Directions. Work through the entries below and report how many lines include "mane". The number alone is the answer.
----
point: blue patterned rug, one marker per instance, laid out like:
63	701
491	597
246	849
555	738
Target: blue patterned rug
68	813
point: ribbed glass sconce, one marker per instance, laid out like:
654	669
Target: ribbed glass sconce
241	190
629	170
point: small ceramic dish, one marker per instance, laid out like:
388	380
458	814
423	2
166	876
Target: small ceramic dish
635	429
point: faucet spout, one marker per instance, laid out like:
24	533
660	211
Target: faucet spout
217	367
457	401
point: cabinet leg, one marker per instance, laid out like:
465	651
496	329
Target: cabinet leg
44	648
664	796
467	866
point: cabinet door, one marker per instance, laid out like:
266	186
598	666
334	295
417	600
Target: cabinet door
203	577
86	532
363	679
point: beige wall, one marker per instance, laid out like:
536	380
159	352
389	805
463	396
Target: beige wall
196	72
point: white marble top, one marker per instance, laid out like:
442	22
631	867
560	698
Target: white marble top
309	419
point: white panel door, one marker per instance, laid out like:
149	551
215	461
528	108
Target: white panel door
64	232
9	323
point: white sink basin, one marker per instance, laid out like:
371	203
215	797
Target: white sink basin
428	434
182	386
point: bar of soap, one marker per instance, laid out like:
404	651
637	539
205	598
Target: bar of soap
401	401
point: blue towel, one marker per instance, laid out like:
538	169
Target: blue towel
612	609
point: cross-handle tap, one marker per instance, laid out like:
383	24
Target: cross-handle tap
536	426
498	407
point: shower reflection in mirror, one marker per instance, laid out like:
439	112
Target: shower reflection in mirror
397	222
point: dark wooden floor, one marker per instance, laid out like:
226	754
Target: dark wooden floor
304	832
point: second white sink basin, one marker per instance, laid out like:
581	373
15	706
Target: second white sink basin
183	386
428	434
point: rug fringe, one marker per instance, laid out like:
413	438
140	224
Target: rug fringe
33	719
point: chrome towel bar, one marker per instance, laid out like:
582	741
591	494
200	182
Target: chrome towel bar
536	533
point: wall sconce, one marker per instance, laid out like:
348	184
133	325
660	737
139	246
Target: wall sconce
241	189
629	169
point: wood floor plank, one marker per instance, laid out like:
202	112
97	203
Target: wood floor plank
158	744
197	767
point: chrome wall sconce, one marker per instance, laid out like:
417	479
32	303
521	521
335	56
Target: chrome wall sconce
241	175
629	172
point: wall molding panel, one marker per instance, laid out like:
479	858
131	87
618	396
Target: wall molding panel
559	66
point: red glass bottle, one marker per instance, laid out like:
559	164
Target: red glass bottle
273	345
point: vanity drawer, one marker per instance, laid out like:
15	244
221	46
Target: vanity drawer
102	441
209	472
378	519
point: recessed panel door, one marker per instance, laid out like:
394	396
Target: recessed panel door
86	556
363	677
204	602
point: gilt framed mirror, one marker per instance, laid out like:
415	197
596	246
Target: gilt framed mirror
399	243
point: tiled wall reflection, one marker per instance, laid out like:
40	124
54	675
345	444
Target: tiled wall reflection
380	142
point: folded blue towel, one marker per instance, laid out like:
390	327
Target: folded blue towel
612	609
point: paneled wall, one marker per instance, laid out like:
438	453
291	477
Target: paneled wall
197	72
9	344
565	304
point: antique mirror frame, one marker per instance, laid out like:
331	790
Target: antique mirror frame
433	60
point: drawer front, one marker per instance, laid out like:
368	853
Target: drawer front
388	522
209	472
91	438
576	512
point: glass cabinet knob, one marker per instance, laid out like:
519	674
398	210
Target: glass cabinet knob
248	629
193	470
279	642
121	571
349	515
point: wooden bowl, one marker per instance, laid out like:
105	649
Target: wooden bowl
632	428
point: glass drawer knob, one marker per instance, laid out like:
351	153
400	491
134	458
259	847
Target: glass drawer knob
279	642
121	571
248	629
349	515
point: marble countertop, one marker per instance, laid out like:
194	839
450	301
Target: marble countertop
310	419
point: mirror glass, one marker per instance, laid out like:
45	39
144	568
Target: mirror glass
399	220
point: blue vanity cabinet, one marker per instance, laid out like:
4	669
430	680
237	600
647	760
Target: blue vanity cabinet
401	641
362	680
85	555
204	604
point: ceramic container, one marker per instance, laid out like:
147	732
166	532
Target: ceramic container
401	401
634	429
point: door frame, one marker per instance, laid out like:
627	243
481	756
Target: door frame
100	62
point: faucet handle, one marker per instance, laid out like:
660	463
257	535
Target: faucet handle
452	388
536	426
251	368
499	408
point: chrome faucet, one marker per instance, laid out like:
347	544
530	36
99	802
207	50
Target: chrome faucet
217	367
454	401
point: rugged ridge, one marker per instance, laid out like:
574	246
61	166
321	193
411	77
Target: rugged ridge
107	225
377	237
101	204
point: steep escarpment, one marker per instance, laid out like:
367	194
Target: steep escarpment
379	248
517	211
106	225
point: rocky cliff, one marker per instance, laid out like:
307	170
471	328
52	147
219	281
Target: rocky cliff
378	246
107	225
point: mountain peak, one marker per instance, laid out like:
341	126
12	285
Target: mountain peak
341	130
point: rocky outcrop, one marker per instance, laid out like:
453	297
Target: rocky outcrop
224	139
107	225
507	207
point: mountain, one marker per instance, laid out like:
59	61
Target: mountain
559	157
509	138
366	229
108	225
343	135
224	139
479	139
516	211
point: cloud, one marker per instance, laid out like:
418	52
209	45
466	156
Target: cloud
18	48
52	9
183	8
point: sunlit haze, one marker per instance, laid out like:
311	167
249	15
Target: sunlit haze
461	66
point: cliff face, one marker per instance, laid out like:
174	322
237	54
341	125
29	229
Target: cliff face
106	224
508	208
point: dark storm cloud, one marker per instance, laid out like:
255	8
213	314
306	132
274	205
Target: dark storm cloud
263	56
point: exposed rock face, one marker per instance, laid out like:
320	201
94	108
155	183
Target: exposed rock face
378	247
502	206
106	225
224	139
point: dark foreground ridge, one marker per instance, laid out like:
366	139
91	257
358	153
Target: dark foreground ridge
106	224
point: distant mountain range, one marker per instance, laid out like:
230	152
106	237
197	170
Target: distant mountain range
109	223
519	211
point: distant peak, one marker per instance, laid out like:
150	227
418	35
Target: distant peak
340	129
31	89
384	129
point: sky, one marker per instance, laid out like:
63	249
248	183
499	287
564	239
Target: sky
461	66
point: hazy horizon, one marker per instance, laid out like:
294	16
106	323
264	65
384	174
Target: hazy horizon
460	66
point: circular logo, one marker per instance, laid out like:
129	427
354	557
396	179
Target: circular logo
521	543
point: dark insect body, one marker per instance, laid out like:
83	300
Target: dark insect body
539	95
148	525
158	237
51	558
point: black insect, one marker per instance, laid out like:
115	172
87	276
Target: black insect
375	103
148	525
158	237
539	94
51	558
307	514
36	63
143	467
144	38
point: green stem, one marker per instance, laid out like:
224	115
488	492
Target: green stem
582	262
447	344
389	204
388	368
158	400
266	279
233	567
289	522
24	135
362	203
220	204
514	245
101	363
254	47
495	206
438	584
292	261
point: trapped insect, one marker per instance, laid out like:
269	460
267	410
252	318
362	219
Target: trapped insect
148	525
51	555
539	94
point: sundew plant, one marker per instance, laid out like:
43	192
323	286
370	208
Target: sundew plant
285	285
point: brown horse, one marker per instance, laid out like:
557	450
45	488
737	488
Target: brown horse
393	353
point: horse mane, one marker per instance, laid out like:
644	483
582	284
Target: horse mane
----
Task output. 2